WHAT YOU NEED TO DO:
Recast the rows below as a JSON list of strings with one string per line, skipping blank lines. Omit the pictures from your answer.

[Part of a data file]
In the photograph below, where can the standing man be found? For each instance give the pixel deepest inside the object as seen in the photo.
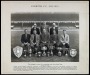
(35, 27)
(34, 40)
(64, 40)
(44, 27)
(25, 40)
(45, 38)
(54, 28)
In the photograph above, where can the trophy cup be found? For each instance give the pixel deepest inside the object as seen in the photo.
(48, 53)
(59, 51)
(51, 50)
(39, 54)
(73, 52)
(30, 52)
(66, 50)
(44, 48)
(25, 53)
(36, 50)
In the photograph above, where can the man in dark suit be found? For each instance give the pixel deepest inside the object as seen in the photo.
(34, 40)
(45, 39)
(35, 27)
(54, 41)
(44, 27)
(54, 28)
(25, 40)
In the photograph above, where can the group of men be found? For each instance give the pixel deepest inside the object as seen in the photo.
(44, 36)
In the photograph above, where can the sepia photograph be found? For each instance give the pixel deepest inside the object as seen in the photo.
(45, 37)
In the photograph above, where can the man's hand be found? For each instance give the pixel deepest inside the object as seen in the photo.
(22, 44)
(25, 43)
(63, 43)
(54, 42)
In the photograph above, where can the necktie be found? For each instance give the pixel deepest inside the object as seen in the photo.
(34, 39)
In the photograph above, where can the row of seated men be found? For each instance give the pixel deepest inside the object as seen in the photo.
(41, 37)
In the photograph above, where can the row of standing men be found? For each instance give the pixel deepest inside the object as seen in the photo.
(44, 37)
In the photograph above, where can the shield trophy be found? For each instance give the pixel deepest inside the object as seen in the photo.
(73, 52)
(18, 51)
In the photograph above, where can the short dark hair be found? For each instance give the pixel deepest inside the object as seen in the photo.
(25, 29)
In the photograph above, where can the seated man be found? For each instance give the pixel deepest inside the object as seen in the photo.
(25, 39)
(64, 40)
(35, 27)
(54, 28)
(34, 40)
(54, 40)
(44, 27)
(44, 38)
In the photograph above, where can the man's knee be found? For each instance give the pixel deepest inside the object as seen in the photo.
(67, 45)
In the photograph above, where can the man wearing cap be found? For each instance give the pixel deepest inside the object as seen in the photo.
(35, 27)
(54, 28)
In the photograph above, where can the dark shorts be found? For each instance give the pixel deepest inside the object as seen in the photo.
(66, 45)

TASK ANSWER:
[
  "In the photograph below, where can the standing man be found? For each instance give the pixel deepest inside the object as seen in the photo.",
  "(35, 27)",
  "(34, 40)",
  "(64, 40)",
  "(44, 27)",
  "(25, 40)",
  "(45, 38)",
  "(54, 28)",
  "In the photograph above, where can the trophy cup be found? For each instance give the pixel deepest inside the object as seen in the photo.",
  "(48, 53)",
  "(59, 51)",
  "(51, 50)",
  "(39, 54)",
  "(73, 52)",
  "(30, 52)",
  "(66, 50)",
  "(44, 48)",
  "(25, 53)",
  "(36, 50)",
  "In the photograph above, where can the man in dark suit be found? For each instance give the pixel deepest inside the object as seen in the photo.",
  "(34, 40)",
  "(45, 39)",
  "(35, 27)",
  "(54, 41)",
  "(44, 27)",
  "(54, 28)",
  "(25, 40)",
  "In the photograph above, where can the group of men be found? For each instance give the pixel deepest inside the object as seen in the photo.",
  "(44, 36)",
  "In the photograph above, where can the sepia photograph be found? For each instance give the pixel deepest inside the object as seen in the photo.",
  "(45, 37)",
  "In the photograph above, where can the man's hand be found? For each instance give the pixel deepest inside the object as seen in the photo.",
  "(22, 44)",
  "(25, 43)",
  "(63, 43)",
  "(54, 42)",
  "In the photograph above, where can the necktie be found? For each instance give the pixel deepest inside the object as seen in the photo.",
  "(34, 39)",
  "In the photograph above, where can the row of seated men be found? For each instance give the pixel deepest inside the object as seen in the photo.",
  "(41, 37)",
  "In the photograph above, where can the row of standing men be found? For each instance give the pixel deepest inside the object as seen in the photo.",
  "(44, 37)",
  "In the photograph above, where can the shield trophy be found? For each instance give the pixel deepest inside the object as seen in the photo.",
  "(73, 52)",
  "(18, 51)",
  "In the photograph above, where can the short dark hair be found? For each instance give the pixel deepest inside the object as seen in the photo.",
  "(25, 29)",
  "In the photograph above, where can the seated man be found? For each instance give the pixel deepest inside the object as seen in the photo.",
  "(25, 39)",
  "(64, 40)",
  "(35, 27)",
  "(54, 28)",
  "(34, 40)",
  "(54, 40)",
  "(44, 27)",
  "(44, 38)",
  "In the photograph above, where can the man's knee be found? For each instance give the pixel deepest inside the object as seen in the photo.",
  "(67, 45)",
  "In the photograph above, where can the man wearing cap be found? For each instance give the pixel deepest inside the object as seen in the photo.",
  "(35, 27)",
  "(54, 28)",
  "In the photograph above, where can the dark shorts be found? For each instance give the pixel deepest inside the object as seen in the photo.",
  "(66, 45)"
]